* EXCERPT PROVIDED
====
Venezuela’s Indigenous Protest Against Coal Mining in their Lands

A protest against coal mining in the Sierra de Perija Mountains, in Venezuela's western state of Zulia, highlighted how mining there is hurting their health, the environment, and their livelyhood.
Venezuelan indigenous demonstrators marched in Caracas against coal mining in western Venezuela. Credit: Aporrea.org / ANMCLA

Caracas, Venezuela, April 1, 2005— Yesterday over six hundred Venezuelan indigenous people of the Wayú, Barí, and Yukpa ethnicities marched from the Plaza Morelos to the Presidential Palace of Miraflores in Caracas, protesting coal exploitation in the western state of Zulia. Alongside the indigenous people, civil society groups, political organizations, ecological and environment agencies and NGOs of the region walked the two miles to hand deliver a letter of protest to Venezuelan President Hugo Chávez.

Alvaro Acontacai, a representatative for the Barí ethnicity, explained that the letter protests coal mining in the Sierra de Perijá, the most northern chain of Andes mountains, charging that mining of the mineral is harmful both to the environment and to the people.
====
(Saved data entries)
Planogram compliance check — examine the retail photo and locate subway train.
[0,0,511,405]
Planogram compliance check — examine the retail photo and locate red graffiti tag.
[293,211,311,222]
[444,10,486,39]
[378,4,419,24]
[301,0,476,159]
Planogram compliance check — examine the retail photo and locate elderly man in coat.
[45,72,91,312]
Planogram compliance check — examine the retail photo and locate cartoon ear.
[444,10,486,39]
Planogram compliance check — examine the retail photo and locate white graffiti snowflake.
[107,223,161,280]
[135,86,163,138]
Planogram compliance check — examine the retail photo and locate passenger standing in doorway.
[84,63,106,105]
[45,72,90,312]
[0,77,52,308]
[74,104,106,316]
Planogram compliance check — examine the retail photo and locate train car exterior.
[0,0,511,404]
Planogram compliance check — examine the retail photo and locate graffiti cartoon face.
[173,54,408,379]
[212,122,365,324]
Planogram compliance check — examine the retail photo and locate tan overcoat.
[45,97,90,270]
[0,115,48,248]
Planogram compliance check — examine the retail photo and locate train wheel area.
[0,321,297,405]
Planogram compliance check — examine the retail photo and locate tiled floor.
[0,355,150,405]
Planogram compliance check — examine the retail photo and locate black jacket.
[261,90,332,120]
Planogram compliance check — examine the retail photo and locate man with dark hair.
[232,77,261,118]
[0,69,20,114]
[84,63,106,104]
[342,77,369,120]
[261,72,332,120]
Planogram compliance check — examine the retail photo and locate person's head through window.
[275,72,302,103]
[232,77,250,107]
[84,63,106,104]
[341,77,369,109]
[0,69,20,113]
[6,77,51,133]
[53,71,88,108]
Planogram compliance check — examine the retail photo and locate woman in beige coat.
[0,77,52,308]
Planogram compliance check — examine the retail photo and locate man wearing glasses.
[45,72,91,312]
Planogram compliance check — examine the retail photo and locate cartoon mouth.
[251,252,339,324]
====
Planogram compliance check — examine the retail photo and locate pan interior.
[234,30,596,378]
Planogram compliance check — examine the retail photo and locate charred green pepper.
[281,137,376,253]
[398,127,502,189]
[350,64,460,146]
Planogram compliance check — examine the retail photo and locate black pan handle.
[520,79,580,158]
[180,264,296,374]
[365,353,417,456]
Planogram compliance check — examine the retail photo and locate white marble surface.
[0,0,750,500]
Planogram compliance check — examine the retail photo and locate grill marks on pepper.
====
* YOUR TASKS
1 > Decide whether each statement agrees with the report on the coal mining protest, answering yes or no and quoting the words of the report that settle it: (a) The marchers went from the Plaza Morelos to the Presidential Palace of Miraflores. (b) More than one thousand indigenous people took part in the march. (c) The Sierra de Perijá is described as the most southern chain of Andes mountains.
2 > Write out the stretch of the report on the coal mining protest from "Venezuelan indigenous demonstrators" through "President Hugo Chávez.", replacing "demonstrators" with "protesters".
These data have no connection to the report on the coal mining protest.

* ANSWERS BY TASK
1 >
(a) Yes: "marched from the Plaza Morelos to the Presidential Palace of Miraflores in Caracas"
(b) No: "over six hundred Venezuelan indigenous people"
(c) No: "the most northern chain of Andes mountains"

2 >
Venezuelan indigenous protesters marched in Caracas against coal mining in western Venezuela. Credit: Aporrea.org / ANMCLA

Caracas, Venezuela, April 1, 2005— Yesterday over six hundred Venezuelan indigenous people of the Wayú, Barí, and Yukpa ethnicities marched from the Plaza Morelos to the Presidential Palace of Miraflores in Caracas, protesting coal exploitation in the western state of Zulia. Alongside the indigenous people, civil society groups, political organizations, ecological and environment agencies and NGOs of the region walked the two miles to hand deliver a letter of protest to Venezuelan President Hugo Chávez.